■ **ARTICLE**
"Quelquefois, hélas ! la conscience humaine supporte un
fardeau d'une si lourde horreur, qu'elle ne peut s'en décharger que dans
le tombeau."
(in "L'Homme des Foules", "Nouvelles Histoires extraordinaires" d'E.A. Poe)

Comme pour La Chute de la maison Usher
, Roger Corman
revisite la littérature d'Edgar Allan Poe
pour en faire autre chose. En choisissant "Morella" et "La vérité sur le cas de M. Valdemar" tirés des "Histoires extraordinaires" et "Le chat noir" extrait des "Nouvelles Histoires extraordinaires", le réalisateur s'intéresse à la mort et au phénomène de "revenance" (néologisme quasi obligatoire). L'unité narrative ne saute pas aux yeux, notamment à cause de la présence du "chat noir", mais nous allons essayer de mettre en avant ce point commun.



Dans "Morella", dont l'atmosphère et la thématique sont très proches de La Chute de la maison Usher
,
une malédiction, proférée au moment d'un décès, va frapper un
descendant. Dans l'oeuvre, le père n'aime pas son épouse et voue une
passion à sa fille. Corman
inverse la situation ; dans les deux cas, l'épouse __revient__
à la place de la fille pour se venger de l'époux, ce qui est quasiment
un non-sens ou une absurdité dans la cohérence du film (à moins qu'il ne s'appuie sur la trahison).

■ **OBJECTIF**
Extrayez en entier l'article ci-dessus sur Roger Corman et Edgar Allan Poe, sans y changer un seul mot.

■ **INFORMATIONS FOURNIES**

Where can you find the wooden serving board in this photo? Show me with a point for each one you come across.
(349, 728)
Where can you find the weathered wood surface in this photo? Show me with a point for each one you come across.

■ **TÂCHE ACCOMPLIE**
"Quelquefois, hélas ! la conscience humaine supporte un
fardeau d'une si lourde horreur, qu'elle ne peut s'en décharger que dans
le tombeau."
(in "L'Homme des Foules", "Nouvelles Histoires extraordinaires" d'E.A. Poe)

Comme pour La Chute de la maison Usher
, Roger Corman
revisite la littérature d'Edgar Allan Poe
pour en faire autre chose. En choisissant "Morella" et "La vérité sur le cas de M. Valdemar" tirés des "Histoires extraordinaires" et "Le chat noir" extrait des "Nouvelles Histoires extraordinaires", le réalisateur s'intéresse à la mort et au phénomène de "revenance" (néologisme quasi obligatoire). L'unité narrative ne saute pas aux yeux, notamment à cause de la présence du "chat noir", mais nous allons essayer de mettre en avant ce point commun.



Dans "Morella", dont l'atmosphère et la thématique sont très proches de La Chute de la maison Usher
,
une malédiction, proférée au moment d'un décès, va frapper un
descendant. Dans l'oeuvre, le père n'aime pas son épouse et voue une
passion à sa fille. Corman
inverse la situation ; dans les deux cas, l'épouse __revient__
à la place de la fille pour se venger de l'époux, ce qui est quasiment
un non-sens ou une absurdité dans la cohérence du film (à moins qu'il ne s'appuie sur la trahison).